Look below for the line with "Exercise. Spot the sideboard", then repeat it and all lines after it, exactly, minus any pictures.

··· Recorded information ···

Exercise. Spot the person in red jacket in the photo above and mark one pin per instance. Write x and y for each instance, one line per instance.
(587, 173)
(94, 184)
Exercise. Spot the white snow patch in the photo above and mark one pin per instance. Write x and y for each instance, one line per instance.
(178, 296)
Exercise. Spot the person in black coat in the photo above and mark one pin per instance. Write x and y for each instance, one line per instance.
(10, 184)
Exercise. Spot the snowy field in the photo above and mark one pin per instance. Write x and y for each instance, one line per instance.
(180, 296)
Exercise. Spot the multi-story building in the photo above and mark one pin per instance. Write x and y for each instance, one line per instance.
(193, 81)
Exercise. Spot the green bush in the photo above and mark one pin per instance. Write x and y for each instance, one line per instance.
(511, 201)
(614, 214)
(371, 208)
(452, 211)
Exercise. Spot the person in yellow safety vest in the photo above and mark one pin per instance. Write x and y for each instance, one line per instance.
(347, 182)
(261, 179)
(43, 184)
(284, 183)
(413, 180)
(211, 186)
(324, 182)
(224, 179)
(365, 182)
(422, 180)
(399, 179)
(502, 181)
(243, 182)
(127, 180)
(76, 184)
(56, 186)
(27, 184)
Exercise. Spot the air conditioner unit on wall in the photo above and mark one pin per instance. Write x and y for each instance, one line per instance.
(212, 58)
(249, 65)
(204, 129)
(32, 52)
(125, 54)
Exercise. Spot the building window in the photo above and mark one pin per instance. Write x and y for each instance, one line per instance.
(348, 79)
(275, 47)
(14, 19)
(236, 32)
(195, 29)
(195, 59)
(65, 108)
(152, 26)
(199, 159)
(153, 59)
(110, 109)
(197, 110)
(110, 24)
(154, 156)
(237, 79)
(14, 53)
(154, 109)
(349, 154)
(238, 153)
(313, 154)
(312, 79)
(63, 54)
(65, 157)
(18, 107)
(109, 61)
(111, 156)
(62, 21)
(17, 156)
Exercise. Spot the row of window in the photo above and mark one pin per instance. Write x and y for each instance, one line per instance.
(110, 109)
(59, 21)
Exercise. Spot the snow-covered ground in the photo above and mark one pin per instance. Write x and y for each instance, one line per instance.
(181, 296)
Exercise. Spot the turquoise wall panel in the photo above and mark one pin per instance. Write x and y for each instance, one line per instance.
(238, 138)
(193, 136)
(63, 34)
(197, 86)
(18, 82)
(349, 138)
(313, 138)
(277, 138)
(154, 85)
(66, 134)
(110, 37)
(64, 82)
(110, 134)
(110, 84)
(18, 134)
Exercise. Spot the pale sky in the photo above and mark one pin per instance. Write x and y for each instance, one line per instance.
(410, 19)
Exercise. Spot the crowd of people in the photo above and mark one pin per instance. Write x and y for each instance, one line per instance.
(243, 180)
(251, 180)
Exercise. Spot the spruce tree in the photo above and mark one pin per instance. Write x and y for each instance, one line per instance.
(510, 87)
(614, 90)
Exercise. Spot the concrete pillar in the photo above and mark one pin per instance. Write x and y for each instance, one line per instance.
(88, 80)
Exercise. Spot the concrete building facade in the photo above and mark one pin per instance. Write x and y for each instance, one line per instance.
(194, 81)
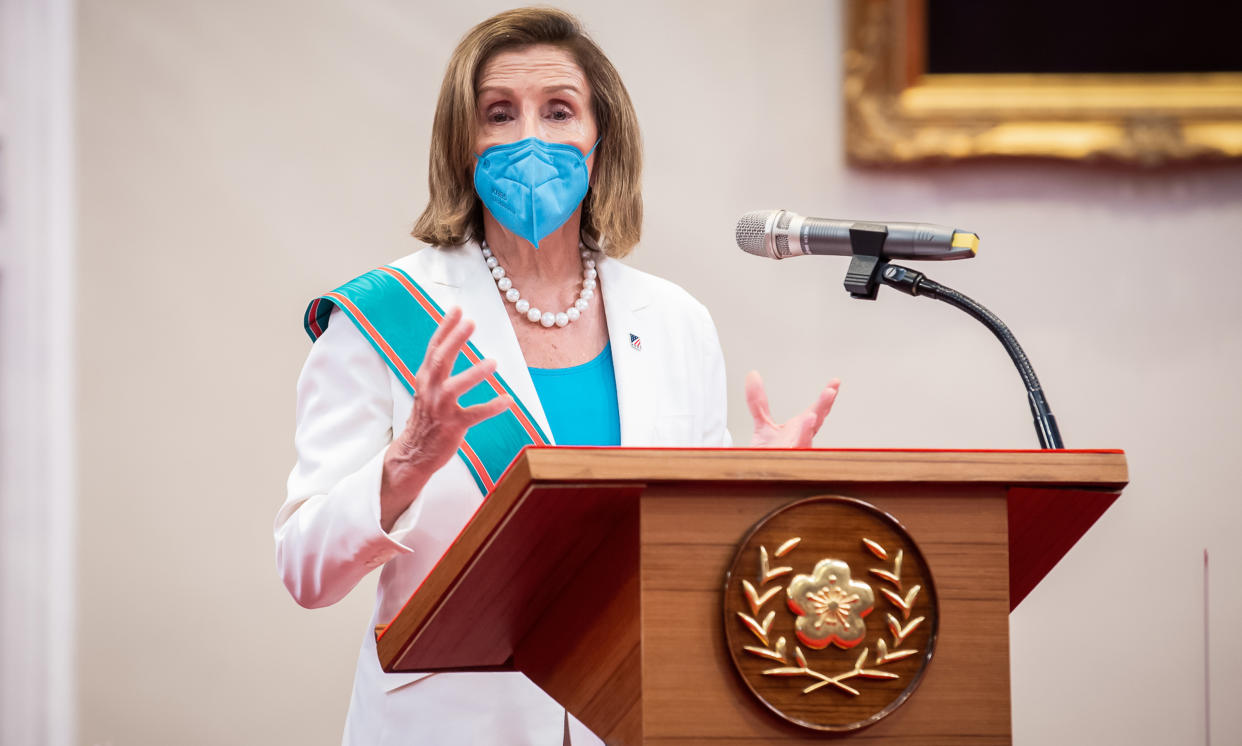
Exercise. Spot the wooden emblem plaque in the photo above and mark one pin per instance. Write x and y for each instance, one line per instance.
(830, 613)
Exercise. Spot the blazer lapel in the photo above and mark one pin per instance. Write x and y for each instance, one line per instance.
(460, 277)
(635, 366)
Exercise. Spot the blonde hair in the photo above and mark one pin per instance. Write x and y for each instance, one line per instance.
(612, 207)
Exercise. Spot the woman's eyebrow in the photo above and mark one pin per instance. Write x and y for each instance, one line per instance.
(501, 89)
(563, 87)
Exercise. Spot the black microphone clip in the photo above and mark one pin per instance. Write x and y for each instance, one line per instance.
(862, 277)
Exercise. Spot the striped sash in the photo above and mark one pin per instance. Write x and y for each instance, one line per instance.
(398, 317)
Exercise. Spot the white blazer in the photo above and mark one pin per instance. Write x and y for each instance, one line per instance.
(671, 391)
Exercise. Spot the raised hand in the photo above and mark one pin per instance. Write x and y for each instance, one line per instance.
(799, 430)
(437, 422)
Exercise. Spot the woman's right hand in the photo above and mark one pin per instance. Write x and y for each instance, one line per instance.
(437, 422)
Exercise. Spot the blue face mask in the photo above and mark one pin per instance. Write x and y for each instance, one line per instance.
(532, 186)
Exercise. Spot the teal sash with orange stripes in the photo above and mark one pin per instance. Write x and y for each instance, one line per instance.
(399, 318)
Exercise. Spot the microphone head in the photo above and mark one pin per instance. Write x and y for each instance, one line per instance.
(752, 232)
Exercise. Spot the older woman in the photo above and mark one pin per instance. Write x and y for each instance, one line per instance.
(407, 412)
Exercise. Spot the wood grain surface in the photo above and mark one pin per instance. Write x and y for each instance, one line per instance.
(600, 572)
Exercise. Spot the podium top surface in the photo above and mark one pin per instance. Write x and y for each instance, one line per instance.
(1089, 469)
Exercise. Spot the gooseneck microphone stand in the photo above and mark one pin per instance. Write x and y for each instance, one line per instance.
(871, 267)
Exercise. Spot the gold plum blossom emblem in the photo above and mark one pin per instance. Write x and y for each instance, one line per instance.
(830, 613)
(830, 606)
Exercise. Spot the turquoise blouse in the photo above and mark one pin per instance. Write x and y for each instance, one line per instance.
(580, 401)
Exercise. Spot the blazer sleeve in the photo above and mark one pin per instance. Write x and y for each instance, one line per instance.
(716, 395)
(328, 533)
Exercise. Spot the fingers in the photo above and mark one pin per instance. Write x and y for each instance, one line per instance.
(806, 430)
(756, 399)
(466, 380)
(477, 413)
(824, 404)
(450, 320)
(442, 353)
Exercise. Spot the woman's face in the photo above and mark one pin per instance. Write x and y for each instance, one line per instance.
(535, 92)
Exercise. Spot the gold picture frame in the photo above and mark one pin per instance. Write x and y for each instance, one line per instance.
(896, 113)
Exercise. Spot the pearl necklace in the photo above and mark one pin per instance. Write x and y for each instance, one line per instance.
(533, 314)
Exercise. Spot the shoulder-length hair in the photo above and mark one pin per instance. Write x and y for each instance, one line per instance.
(612, 207)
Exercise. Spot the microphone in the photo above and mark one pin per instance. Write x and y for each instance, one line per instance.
(780, 233)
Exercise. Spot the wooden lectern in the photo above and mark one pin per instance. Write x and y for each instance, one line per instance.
(599, 572)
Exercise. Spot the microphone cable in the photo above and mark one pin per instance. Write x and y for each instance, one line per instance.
(915, 283)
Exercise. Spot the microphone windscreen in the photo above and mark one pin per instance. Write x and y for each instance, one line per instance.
(752, 232)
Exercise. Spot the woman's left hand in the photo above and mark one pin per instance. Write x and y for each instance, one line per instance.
(795, 433)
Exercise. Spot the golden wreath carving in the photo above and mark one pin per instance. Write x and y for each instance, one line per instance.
(834, 628)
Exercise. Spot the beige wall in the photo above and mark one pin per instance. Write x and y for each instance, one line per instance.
(237, 158)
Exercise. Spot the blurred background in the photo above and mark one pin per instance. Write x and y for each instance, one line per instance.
(203, 169)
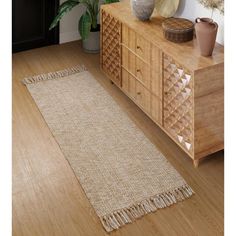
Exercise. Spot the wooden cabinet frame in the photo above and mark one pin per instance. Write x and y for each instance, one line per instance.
(177, 88)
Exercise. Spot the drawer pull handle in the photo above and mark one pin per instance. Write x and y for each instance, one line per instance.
(138, 47)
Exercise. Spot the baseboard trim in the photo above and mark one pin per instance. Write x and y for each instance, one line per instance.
(69, 36)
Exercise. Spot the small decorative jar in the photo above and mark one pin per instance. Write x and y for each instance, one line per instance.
(206, 31)
(142, 9)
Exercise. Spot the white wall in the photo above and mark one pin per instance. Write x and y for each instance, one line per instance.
(69, 24)
(191, 9)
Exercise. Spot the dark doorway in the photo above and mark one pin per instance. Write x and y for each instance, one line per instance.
(30, 23)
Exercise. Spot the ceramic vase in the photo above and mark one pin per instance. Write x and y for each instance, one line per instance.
(142, 9)
(206, 31)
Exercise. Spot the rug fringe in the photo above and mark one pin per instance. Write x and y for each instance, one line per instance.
(54, 75)
(124, 216)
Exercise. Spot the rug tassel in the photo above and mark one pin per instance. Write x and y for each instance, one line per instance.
(127, 215)
(54, 75)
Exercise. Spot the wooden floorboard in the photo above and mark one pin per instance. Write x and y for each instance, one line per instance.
(47, 197)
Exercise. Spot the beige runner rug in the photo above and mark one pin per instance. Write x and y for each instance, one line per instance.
(122, 173)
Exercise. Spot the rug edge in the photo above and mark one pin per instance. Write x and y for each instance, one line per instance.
(54, 75)
(121, 217)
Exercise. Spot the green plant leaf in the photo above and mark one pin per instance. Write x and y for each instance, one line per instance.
(85, 24)
(63, 9)
(110, 1)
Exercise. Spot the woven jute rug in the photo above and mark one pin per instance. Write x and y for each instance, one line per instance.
(122, 173)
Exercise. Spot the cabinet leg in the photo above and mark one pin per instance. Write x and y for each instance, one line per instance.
(196, 163)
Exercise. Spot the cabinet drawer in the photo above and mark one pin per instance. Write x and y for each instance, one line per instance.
(128, 37)
(128, 60)
(156, 109)
(156, 59)
(128, 83)
(156, 83)
(143, 72)
(143, 48)
(143, 97)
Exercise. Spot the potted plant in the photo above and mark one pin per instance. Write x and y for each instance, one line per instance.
(89, 27)
(206, 28)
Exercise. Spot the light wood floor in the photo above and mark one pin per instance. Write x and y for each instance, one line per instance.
(48, 199)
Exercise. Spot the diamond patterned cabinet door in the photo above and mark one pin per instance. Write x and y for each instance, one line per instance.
(178, 103)
(111, 49)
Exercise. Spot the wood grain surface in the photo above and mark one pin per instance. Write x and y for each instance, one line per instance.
(47, 197)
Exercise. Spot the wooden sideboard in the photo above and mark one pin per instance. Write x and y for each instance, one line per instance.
(178, 89)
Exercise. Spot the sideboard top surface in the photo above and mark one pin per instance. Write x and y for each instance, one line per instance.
(185, 53)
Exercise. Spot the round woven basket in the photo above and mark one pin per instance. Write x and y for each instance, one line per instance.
(178, 30)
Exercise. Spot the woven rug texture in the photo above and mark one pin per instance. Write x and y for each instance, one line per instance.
(121, 172)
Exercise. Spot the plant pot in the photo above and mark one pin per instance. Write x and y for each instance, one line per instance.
(92, 43)
(206, 31)
(142, 9)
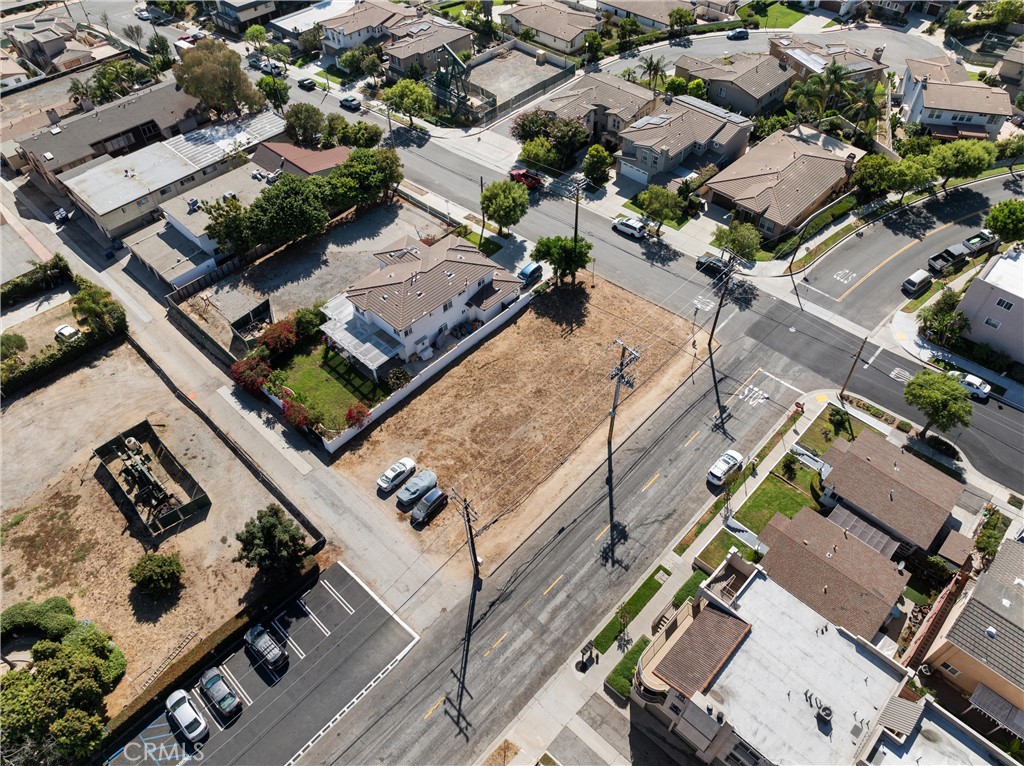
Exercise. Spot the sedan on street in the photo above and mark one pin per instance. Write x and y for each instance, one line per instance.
(397, 473)
(185, 716)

···

## Exercise solution
Exercise. Spot the sideboard top surface in the photo above and mark one pin per instance. Write x and y for each instance, one line per instance.
(185, 53)
Exercise. Spot the round woven basket in the photo above and mark one pin per instance. Write x and y for each instance, one line per instance.
(178, 30)
Exercise. Spot the woven rug texture in the photo above and mark one pin per instance. Write x and y for each instance, one line per instance.
(121, 172)
Exercise. Spot the plant pot in the photo above and mark one pin per instance. Write x and y for each instance, one line per instance.
(92, 43)
(206, 31)
(142, 9)
Exercise. Spot the sedan on street in the photo above and mark one pin per instance. Write x and y for each instance, one line per instance.
(397, 473)
(185, 716)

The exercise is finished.